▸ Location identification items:
□ □ □ □

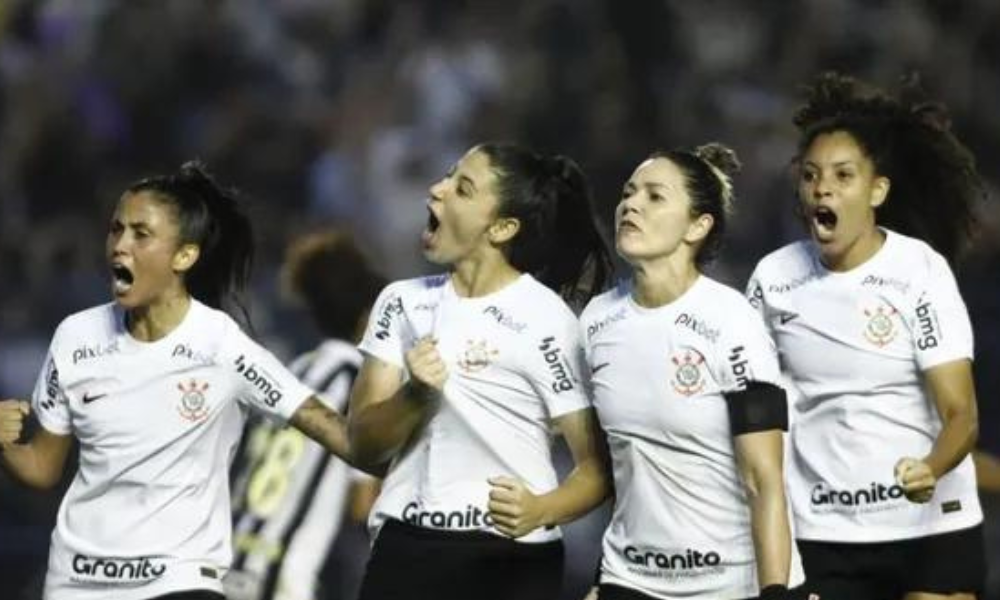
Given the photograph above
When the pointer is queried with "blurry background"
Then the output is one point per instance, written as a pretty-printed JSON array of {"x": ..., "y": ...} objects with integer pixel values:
[{"x": 346, "y": 110}]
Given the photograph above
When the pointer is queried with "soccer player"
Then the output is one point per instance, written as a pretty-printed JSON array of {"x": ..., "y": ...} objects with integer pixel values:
[
  {"x": 154, "y": 387},
  {"x": 290, "y": 496},
  {"x": 686, "y": 387},
  {"x": 465, "y": 375},
  {"x": 870, "y": 327}
]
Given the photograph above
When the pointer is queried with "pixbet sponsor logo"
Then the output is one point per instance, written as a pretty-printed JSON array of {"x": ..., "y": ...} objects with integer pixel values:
[
  {"x": 259, "y": 379},
  {"x": 471, "y": 518},
  {"x": 875, "y": 493},
  {"x": 87, "y": 352},
  {"x": 124, "y": 570},
  {"x": 557, "y": 365},
  {"x": 688, "y": 559}
]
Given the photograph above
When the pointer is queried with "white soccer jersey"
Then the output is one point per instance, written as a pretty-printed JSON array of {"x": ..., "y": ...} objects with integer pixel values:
[
  {"x": 290, "y": 493},
  {"x": 855, "y": 344},
  {"x": 681, "y": 522},
  {"x": 157, "y": 423},
  {"x": 515, "y": 362}
]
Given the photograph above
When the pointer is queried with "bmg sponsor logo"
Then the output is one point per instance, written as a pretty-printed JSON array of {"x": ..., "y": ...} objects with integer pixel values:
[
  {"x": 471, "y": 518},
  {"x": 557, "y": 365},
  {"x": 685, "y": 560},
  {"x": 117, "y": 570},
  {"x": 392, "y": 307},
  {"x": 260, "y": 380},
  {"x": 927, "y": 325},
  {"x": 87, "y": 352},
  {"x": 866, "y": 499}
]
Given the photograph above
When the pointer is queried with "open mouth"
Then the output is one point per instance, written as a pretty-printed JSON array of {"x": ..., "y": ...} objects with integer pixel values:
[{"x": 121, "y": 278}]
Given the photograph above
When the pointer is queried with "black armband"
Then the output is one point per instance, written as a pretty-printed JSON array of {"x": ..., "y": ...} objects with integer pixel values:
[{"x": 760, "y": 406}]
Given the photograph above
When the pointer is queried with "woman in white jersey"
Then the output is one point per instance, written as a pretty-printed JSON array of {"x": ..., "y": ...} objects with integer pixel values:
[
  {"x": 686, "y": 385},
  {"x": 465, "y": 376},
  {"x": 154, "y": 387},
  {"x": 870, "y": 327}
]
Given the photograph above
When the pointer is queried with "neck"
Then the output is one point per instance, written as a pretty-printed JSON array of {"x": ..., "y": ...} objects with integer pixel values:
[
  {"x": 862, "y": 249},
  {"x": 482, "y": 276},
  {"x": 662, "y": 281},
  {"x": 156, "y": 321}
]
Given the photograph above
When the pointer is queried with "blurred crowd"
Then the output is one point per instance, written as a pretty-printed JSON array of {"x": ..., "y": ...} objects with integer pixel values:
[{"x": 344, "y": 111}]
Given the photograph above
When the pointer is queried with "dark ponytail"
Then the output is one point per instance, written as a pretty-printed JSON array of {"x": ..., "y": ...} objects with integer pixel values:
[
  {"x": 209, "y": 216},
  {"x": 558, "y": 242}
]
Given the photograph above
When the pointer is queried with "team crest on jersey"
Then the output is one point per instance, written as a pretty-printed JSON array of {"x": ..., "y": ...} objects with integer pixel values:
[
  {"x": 688, "y": 378},
  {"x": 477, "y": 356},
  {"x": 880, "y": 329},
  {"x": 193, "y": 405}
]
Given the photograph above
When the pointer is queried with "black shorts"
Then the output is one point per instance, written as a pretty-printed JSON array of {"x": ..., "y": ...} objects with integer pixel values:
[
  {"x": 415, "y": 563},
  {"x": 947, "y": 563}
]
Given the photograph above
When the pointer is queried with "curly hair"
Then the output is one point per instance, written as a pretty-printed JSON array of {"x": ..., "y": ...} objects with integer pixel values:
[{"x": 934, "y": 181}]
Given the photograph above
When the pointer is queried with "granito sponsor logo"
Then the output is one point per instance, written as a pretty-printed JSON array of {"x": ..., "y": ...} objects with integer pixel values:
[
  {"x": 504, "y": 319},
  {"x": 686, "y": 562},
  {"x": 928, "y": 330},
  {"x": 557, "y": 365},
  {"x": 185, "y": 351},
  {"x": 87, "y": 352},
  {"x": 900, "y": 285},
  {"x": 867, "y": 499},
  {"x": 260, "y": 380},
  {"x": 738, "y": 364},
  {"x": 117, "y": 570},
  {"x": 596, "y": 326},
  {"x": 471, "y": 518},
  {"x": 698, "y": 326},
  {"x": 393, "y": 306}
]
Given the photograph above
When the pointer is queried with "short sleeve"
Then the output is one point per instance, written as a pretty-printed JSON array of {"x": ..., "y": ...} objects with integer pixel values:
[
  {"x": 48, "y": 400},
  {"x": 750, "y": 354},
  {"x": 939, "y": 319},
  {"x": 386, "y": 337},
  {"x": 264, "y": 383},
  {"x": 558, "y": 370}
]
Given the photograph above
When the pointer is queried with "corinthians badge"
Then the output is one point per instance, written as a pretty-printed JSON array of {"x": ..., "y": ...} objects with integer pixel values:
[
  {"x": 688, "y": 379},
  {"x": 880, "y": 329},
  {"x": 193, "y": 406}
]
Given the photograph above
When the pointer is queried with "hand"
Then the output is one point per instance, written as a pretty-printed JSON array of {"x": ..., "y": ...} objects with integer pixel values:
[
  {"x": 12, "y": 415},
  {"x": 514, "y": 509},
  {"x": 427, "y": 369},
  {"x": 916, "y": 479}
]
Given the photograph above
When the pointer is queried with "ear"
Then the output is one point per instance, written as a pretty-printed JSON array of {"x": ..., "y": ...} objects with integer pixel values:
[
  {"x": 502, "y": 230},
  {"x": 699, "y": 229},
  {"x": 185, "y": 257},
  {"x": 880, "y": 191}
]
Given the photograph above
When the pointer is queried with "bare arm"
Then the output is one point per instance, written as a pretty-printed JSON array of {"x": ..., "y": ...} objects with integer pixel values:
[
  {"x": 516, "y": 511},
  {"x": 759, "y": 458},
  {"x": 952, "y": 388},
  {"x": 384, "y": 411},
  {"x": 38, "y": 463}
]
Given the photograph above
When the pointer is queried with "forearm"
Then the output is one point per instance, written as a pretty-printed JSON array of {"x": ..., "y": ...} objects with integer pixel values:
[
  {"x": 954, "y": 442},
  {"x": 379, "y": 430},
  {"x": 580, "y": 492},
  {"x": 27, "y": 464},
  {"x": 771, "y": 533}
]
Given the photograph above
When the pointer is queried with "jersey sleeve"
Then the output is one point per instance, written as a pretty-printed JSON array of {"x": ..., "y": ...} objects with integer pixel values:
[
  {"x": 264, "y": 383},
  {"x": 750, "y": 354},
  {"x": 386, "y": 337},
  {"x": 939, "y": 319},
  {"x": 558, "y": 369},
  {"x": 48, "y": 401}
]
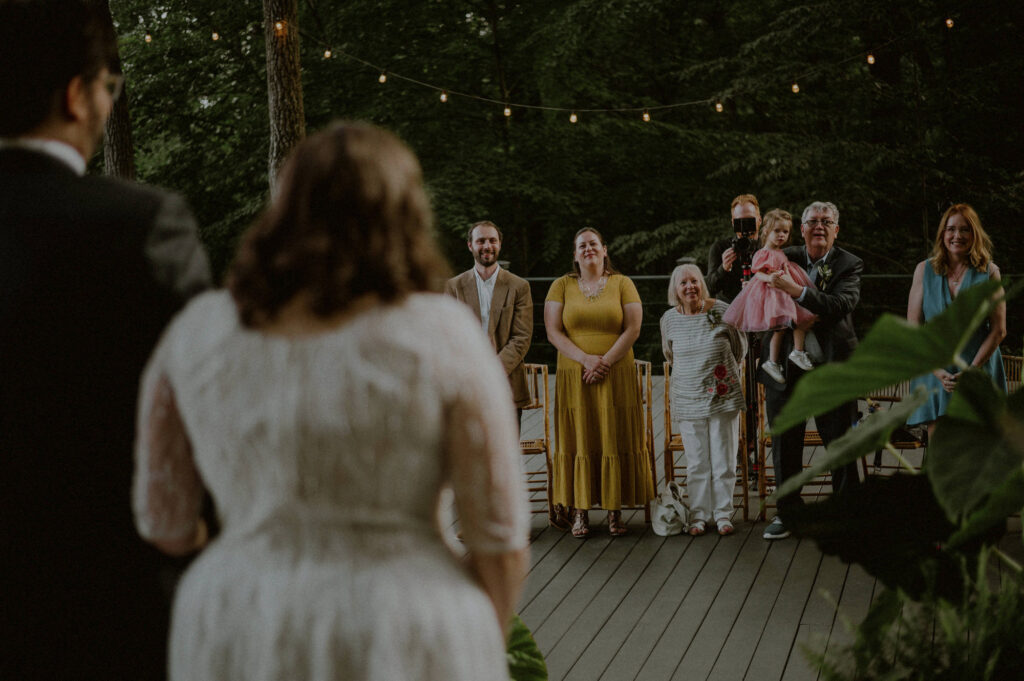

□ □ □ □

▸ Problem:
Pick out every line in the items above that contains the word "soccer", and copy each one. Matching is case-sensitive.

▸ Solution:
When the pointer is queried with "soccer player"
When the pointer is queried with "white soccer jersey"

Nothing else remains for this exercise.